- **記述課題**: 欧州サイバーレジリエンス法についての記事を、「2025 年 03 月」を含む箇所から始めて「での製造業者 (manufacturers) への要求事項と、要求事項に対応するためのサイバートラストのサービスをご紹介します。」の後で止め、一字一句変えずに書き写してください。

- **記事**:
2025 年 03 月 05 日
欧州サイバーレジリエンス法 (CRA) における製造業者への要求事項と対応方法
はじめに
2024 年 12 月 10 日、欧州サイバーレジリエンス法 (Cyber Resilience Act、以降 CRA と表記) が発効されました。
CRA の第 71 条に定められているように、2026 年 9 月 11 日には「第 14 条 製造業者の報告義務」が開始され、2027 年 12 月 11 日には全面適用されます。
本記事では、CRA での製造業者 (manufacturers) への要求事項と、要求事項に対応するためのサイバートラストのサービスをご紹介します。
CRA とは?
CRA とは、2027 年 12 月 11 日以降 (第 14 条については 2026 年 9 月 11 日以降)、EU (Eupropean Union) 加盟国に出荷されるデジタル製品に対して課される法律です。CRA に違反した場合には、高額な制裁金が課されることが定められています (第 64 条参照)。
CRA の対象となるデジタル製品の範囲は非常に広く、第 2 条で定められているようにネットワークに直接接続されていない製品でも、間接的に外部と接続可能なデジタル製品であれば CRA の対象となります。
また、CRA においてデジタル製品は以下のように分類されます。
重要なデジタル製品 (IMPORTANT PRODUCTS WITH DIGITAL ELEMENTS)
Class I: オペレーティングシステム、ルーター、スマートホーム製品、ネットワーク接続可能な玩具など
Class II: ハイパーバイザ、コンテナランタイム、ファイアウォール、IPS / IDS など
※詳細は附属書 III をご参照ください。
特に重要なデジタル製品 (CRITICAL PRODUCTS WITH DIGITAL ELEMENTS)
セキュリティボックス付きのデバイス、スマートメーター、スマートカード
※詳細は附属書 IV をご参照ください。
通常のデジタル製品
上記のいずれにも分類されないが、第 2 条に該当するデジタル製品
なお、第 7 条 第 4 項には、重要なデジタル製品および特に重要なデジタル製品の技術的説明を定める実施法が 2025 年 12 月 11 日までに採択されると示されており、読者のみなさまのデジタル製品がどこに分類されるかについては、左記の実施法の採択まで待つ必要があります。
製造業者への要求事項
製造業者への要求事項は、主に以下に定められています。
- 第 13 条 製造業者の義務
- 第 14 条 製造業者の報告義務
- 附属書 I サイバーセキュリティの必須要件
- Part I デジタル製品に対するサイバーセキュリティ要件
- Part II 脆弱性処理要件
上記に記載されている要求事項の要点をまとめると、以下の 5 つになります。
- リスクアセスメントの実施
- セキュアな製品設計
- 出荷時に悪用された脆弱性を含まないこと
- SBOM の作成
- 悪用された脆弱性の早期報告
1. リスクアセスメントの実施
「第 13 条 製造業者の義務」に定められています。

位置特定用の記録
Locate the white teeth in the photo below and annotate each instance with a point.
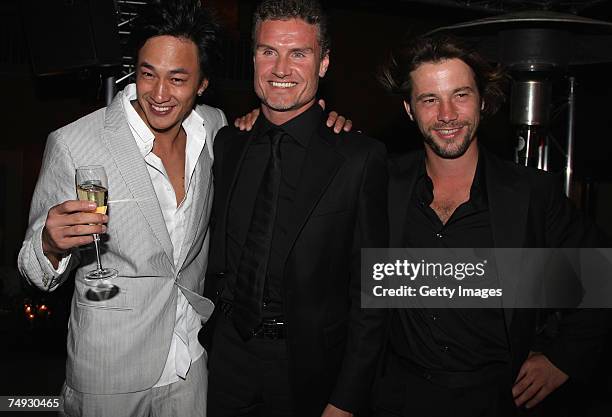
(447, 131)
(282, 85)
(160, 109)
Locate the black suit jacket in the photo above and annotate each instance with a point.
(528, 210)
(340, 207)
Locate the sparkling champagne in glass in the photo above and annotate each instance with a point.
(92, 185)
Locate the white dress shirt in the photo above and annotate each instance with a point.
(185, 348)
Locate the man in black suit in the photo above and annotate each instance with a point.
(294, 205)
(468, 362)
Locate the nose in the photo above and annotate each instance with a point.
(160, 91)
(447, 112)
(281, 67)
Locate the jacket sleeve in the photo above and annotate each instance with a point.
(55, 185)
(366, 325)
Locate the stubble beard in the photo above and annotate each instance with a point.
(450, 149)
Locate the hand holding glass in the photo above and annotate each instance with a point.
(92, 185)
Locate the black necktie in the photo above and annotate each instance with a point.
(253, 267)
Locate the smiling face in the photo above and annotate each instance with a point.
(446, 105)
(167, 82)
(288, 65)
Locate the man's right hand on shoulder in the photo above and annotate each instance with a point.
(69, 225)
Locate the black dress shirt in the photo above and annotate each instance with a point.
(294, 144)
(449, 339)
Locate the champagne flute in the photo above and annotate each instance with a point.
(92, 185)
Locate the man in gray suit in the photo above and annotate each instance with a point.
(136, 354)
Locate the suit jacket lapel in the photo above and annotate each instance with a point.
(508, 197)
(131, 166)
(234, 151)
(401, 183)
(318, 170)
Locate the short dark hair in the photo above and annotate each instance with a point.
(310, 11)
(185, 19)
(395, 73)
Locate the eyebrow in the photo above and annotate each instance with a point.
(179, 70)
(264, 46)
(455, 91)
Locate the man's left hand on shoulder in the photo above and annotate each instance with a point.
(332, 411)
(537, 378)
(334, 120)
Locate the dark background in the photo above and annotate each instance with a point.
(33, 349)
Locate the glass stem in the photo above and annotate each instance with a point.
(97, 245)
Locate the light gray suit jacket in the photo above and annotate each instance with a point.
(121, 345)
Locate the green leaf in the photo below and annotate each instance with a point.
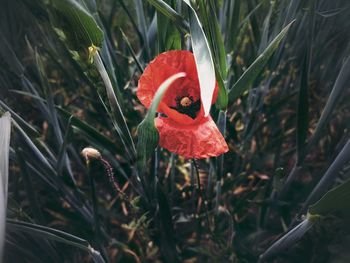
(79, 25)
(204, 60)
(215, 38)
(338, 90)
(115, 110)
(335, 200)
(245, 81)
(287, 240)
(5, 132)
(169, 37)
(303, 110)
(331, 201)
(55, 235)
(148, 136)
(170, 13)
(212, 28)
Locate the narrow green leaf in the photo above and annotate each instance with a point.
(5, 132)
(327, 180)
(338, 90)
(115, 110)
(303, 110)
(203, 58)
(245, 81)
(335, 200)
(169, 37)
(166, 228)
(55, 235)
(148, 136)
(287, 240)
(170, 13)
(80, 26)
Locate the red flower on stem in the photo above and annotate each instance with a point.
(184, 129)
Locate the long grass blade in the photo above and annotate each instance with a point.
(5, 131)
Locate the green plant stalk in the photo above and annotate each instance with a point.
(115, 106)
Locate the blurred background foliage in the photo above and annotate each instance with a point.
(287, 135)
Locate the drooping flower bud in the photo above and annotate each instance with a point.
(90, 153)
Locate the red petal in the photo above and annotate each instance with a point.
(201, 140)
(161, 68)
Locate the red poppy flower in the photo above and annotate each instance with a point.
(184, 130)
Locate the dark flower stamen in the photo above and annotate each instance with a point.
(186, 105)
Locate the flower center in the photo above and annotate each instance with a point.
(185, 102)
(186, 105)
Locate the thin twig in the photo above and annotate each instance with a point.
(201, 194)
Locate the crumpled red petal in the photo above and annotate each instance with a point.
(197, 141)
(162, 67)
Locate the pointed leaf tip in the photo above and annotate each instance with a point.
(204, 60)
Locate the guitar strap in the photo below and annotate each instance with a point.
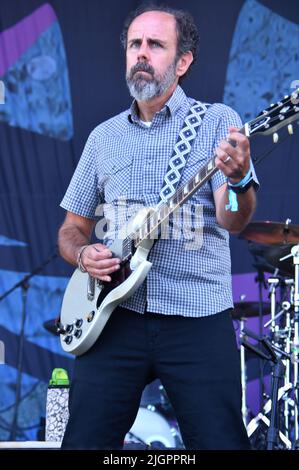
(182, 150)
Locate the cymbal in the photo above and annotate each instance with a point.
(273, 255)
(271, 233)
(249, 309)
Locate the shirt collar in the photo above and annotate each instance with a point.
(171, 106)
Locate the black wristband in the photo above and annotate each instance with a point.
(241, 189)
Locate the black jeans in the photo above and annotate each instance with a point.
(196, 360)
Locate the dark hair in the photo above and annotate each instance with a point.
(187, 32)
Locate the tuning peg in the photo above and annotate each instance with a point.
(290, 129)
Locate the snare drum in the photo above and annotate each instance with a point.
(151, 428)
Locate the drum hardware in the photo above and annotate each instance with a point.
(274, 354)
(271, 233)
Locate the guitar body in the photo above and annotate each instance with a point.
(88, 303)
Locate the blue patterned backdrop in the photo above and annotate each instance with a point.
(63, 70)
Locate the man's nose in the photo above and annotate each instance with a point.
(143, 52)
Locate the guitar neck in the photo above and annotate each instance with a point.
(151, 227)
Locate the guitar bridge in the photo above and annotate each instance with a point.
(90, 287)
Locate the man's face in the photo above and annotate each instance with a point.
(151, 54)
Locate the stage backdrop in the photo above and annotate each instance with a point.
(62, 73)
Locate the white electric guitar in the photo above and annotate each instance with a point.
(88, 303)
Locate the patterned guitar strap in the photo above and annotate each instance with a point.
(182, 150)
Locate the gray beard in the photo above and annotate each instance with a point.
(145, 90)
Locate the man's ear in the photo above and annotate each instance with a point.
(184, 63)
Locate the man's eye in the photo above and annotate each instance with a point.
(134, 44)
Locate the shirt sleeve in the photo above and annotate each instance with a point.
(83, 195)
(229, 118)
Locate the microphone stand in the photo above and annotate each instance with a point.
(24, 285)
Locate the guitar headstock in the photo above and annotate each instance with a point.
(276, 116)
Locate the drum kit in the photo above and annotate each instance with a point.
(155, 426)
(275, 247)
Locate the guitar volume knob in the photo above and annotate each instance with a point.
(78, 323)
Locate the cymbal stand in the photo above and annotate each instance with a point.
(295, 346)
(286, 332)
(243, 372)
(273, 283)
(275, 355)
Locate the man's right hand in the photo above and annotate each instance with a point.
(98, 262)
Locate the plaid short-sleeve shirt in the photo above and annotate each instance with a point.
(124, 159)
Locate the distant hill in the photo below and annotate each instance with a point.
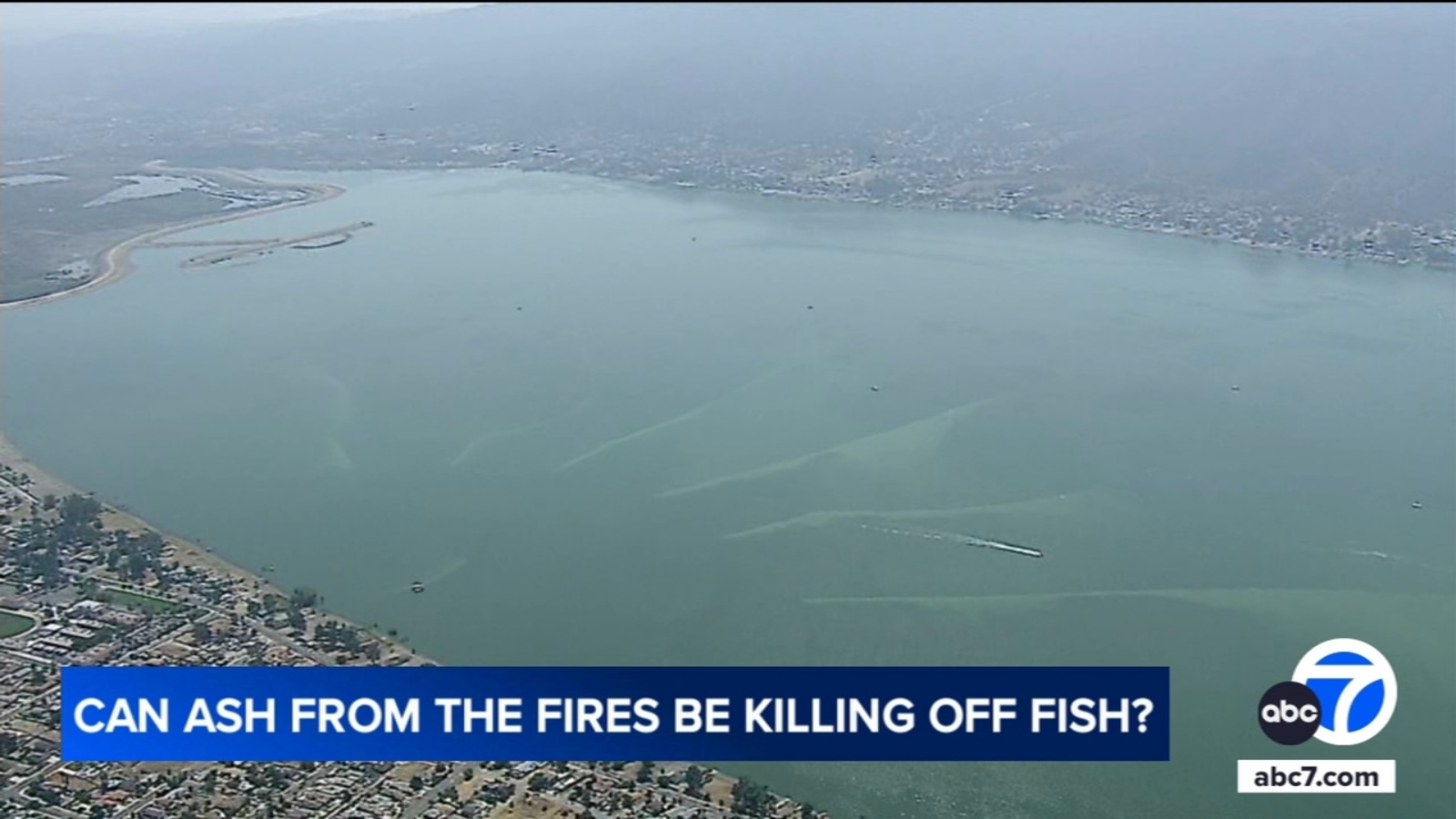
(1341, 108)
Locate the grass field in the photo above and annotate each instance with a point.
(12, 624)
(140, 602)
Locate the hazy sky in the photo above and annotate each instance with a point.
(44, 19)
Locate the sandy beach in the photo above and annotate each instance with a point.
(116, 263)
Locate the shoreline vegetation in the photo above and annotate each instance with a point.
(116, 261)
(713, 792)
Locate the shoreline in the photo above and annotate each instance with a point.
(116, 261)
(184, 550)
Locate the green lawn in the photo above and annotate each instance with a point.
(140, 602)
(12, 624)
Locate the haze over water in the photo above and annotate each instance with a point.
(666, 457)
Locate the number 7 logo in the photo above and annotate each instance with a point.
(1356, 688)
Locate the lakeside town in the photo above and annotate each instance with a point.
(997, 167)
(84, 583)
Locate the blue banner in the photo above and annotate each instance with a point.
(715, 714)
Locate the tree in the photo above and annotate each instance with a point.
(79, 509)
(695, 780)
(750, 797)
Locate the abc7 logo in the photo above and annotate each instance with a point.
(1359, 694)
(1289, 713)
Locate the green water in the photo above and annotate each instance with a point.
(664, 457)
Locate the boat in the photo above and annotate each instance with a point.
(1001, 547)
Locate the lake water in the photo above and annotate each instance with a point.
(603, 426)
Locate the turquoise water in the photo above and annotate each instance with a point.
(664, 457)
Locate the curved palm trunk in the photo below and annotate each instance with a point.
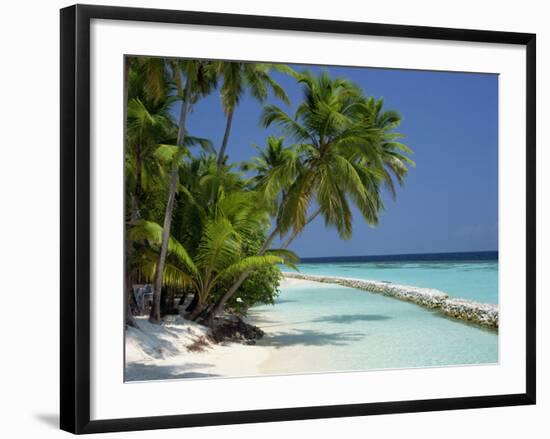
(154, 317)
(223, 300)
(297, 232)
(221, 153)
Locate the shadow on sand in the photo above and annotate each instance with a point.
(309, 337)
(148, 372)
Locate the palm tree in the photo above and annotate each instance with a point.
(335, 142)
(240, 76)
(197, 80)
(218, 256)
(148, 122)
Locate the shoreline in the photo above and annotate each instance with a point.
(482, 314)
(160, 352)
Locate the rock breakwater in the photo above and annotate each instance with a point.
(483, 314)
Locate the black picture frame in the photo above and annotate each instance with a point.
(75, 217)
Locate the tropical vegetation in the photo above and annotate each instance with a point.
(201, 228)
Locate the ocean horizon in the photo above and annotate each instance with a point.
(485, 255)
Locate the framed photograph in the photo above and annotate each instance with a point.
(268, 219)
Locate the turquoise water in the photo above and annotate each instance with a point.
(474, 280)
(321, 328)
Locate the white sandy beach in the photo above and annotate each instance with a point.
(156, 352)
(314, 327)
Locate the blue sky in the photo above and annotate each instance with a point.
(450, 200)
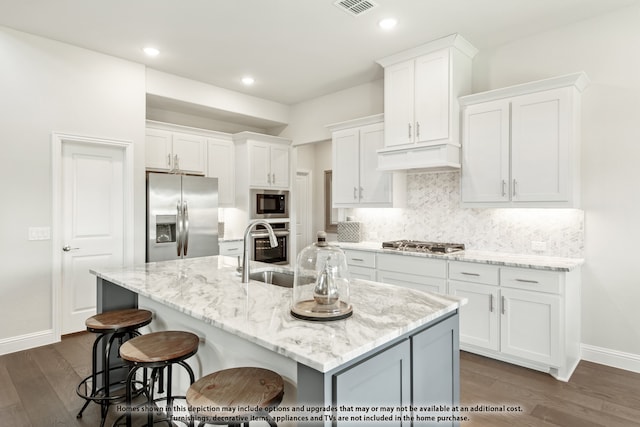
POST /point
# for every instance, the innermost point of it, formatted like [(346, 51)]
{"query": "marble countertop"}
[(485, 257), (209, 289)]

- **本課題の解答**:
2025 年 03 月 05 日
欧州サイバーレジリエンス法 (CRA) における製造業者への要求事項と対応方法
はじめに
2024 年 12 月 10 日、欧州サイバーレジリエンス法 (Cyber Resilience Act、以降 CRA と表記) が発効されました。
CRA の第 71 条に定められているように、2026 年 9 月 11 日には「第 14 条 製造業者の報告義務」が開始され、2027 年 12 月 11 日には全面適用されます。
本記事では、CRA での製造業者 (manufacturers) への要求事項と、要求事項に対応するためのサイバートラストのサービスをご紹介します。